■ Available records ■
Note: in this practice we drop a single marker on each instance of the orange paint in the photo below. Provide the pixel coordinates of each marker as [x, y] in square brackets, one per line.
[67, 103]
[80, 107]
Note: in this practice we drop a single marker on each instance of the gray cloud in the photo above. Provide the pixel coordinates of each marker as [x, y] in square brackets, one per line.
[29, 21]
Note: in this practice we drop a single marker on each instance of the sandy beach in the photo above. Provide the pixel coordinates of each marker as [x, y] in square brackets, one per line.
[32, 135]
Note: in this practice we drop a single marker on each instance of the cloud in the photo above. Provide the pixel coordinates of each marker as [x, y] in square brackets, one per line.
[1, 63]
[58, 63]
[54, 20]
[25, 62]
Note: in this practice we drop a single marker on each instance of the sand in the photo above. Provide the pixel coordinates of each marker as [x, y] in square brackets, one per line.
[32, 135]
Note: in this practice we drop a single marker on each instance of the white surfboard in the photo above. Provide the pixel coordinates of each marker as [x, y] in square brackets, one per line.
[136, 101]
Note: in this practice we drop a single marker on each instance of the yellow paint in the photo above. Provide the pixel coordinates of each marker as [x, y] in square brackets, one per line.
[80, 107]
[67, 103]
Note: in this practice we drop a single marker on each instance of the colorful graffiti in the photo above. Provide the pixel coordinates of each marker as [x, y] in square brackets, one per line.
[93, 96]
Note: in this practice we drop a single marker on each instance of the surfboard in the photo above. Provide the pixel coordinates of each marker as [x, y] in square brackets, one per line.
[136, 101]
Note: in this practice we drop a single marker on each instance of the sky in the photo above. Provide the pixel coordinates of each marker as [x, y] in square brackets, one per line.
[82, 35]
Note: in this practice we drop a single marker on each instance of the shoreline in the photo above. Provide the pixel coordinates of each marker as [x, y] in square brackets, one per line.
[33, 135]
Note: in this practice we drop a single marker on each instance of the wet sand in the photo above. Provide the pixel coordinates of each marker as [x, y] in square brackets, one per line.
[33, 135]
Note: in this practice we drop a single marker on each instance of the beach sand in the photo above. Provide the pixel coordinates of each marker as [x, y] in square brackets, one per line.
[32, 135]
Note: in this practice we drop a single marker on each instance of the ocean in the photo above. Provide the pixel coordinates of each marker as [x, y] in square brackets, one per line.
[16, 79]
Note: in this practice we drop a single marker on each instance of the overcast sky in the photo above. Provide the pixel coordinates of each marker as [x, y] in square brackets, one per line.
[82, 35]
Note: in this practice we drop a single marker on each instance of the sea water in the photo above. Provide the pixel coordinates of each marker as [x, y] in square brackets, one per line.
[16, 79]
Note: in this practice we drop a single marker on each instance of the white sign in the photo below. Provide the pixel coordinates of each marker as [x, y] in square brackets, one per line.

■ Aim ■
Return every line exactly.

■ The completed task ■
Note: in this practice we drop a single marker on each instance of the orange paint in the photo below. Provide the pixel coordinates of each marker as [x, y] in square brackets, one per line.
[67, 103]
[80, 107]
Note: in this practice we drop a single marker on each instance of the gray cloud in the photo above. Provide the pixel coordinates of each marker as [x, y] in square brackets, one per line.
[29, 21]
Note: in this practice we drop a single marker on each instance of the sandy beach in the photo above. Provide the pixel coordinates of each marker as [x, y] in square brackets, one per line.
[32, 135]
Note: in this practice we drop a single marker on each instance of the cloud in the photo above. Provide the pixel coordinates of each marker as [x, y] in square brackets, one per line.
[1, 63]
[58, 63]
[54, 20]
[25, 62]
Note: in this practice we drop a single marker on each instance of the sand in the photo above. Provide the pixel coordinates of each marker as [x, y] in square brackets, one per line.
[32, 135]
Note: in this practice we drop a single marker on each instance of the white surfboard in the photo above. Provide the pixel coordinates of each marker as [x, y] in square brackets, one per line.
[136, 101]
Note: in this practice we drop a single marker on each instance of the yellow paint in the photo above. Provide the pixel coordinates of each marker as [x, y] in square brackets, one per line.
[80, 107]
[67, 103]
Note: in this practice we drop a single marker on each instance of the colorful graffiti in the photo above. Provide the pixel coordinates of each marker as [x, y] in square brackets, one per line.
[93, 96]
Note: in this practice we drop a single marker on each instance of the surfboard in the photo above. Provide the pixel coordinates of each marker as [x, y] in square brackets, one per line.
[136, 101]
Note: in this practice we drop a single marker on each instance of the sky in the photo above. Provide the pixel coordinates of each marker as [x, y] in square brackets, one per line.
[82, 35]
Note: in this practice we drop a single marker on each instance of the shoreline in the photo above. Provide the pixel coordinates of each marker as [x, y] in square brackets, one per line.
[33, 135]
Note: in this practice we drop a single marker on each instance of the wet sand in the photo above. Provide the pixel coordinates of each marker as [x, y] in square brackets, one per line.
[33, 135]
Note: in this practice we drop a single marker on each instance of the beach sand in the photo above. Provide the pixel coordinates of each marker as [x, y] in square brackets, one per line.
[32, 135]
Note: in this practice we drop a single marker on each instance of the ocean in the photo above. Provide the pixel coordinates of each marker as [x, y] in square brackets, one per line.
[16, 79]
Note: in this practice we drop a single marker on each instance of the overcast sky in the photo above. Provide the pixel coordinates of each marker as [x, y] in square brackets, one per line.
[82, 35]
Note: in this practice we drop a single marker on each instance of the sea water in the photo above. Provide the pixel coordinates of each marker as [x, y] in square brackets, one per line.
[16, 79]
Note: in this practice we drop a single marker on each instance of the white sign in the photo below. Provide the pixel coordinates of each marker as [x, y] in square brackets, one per line.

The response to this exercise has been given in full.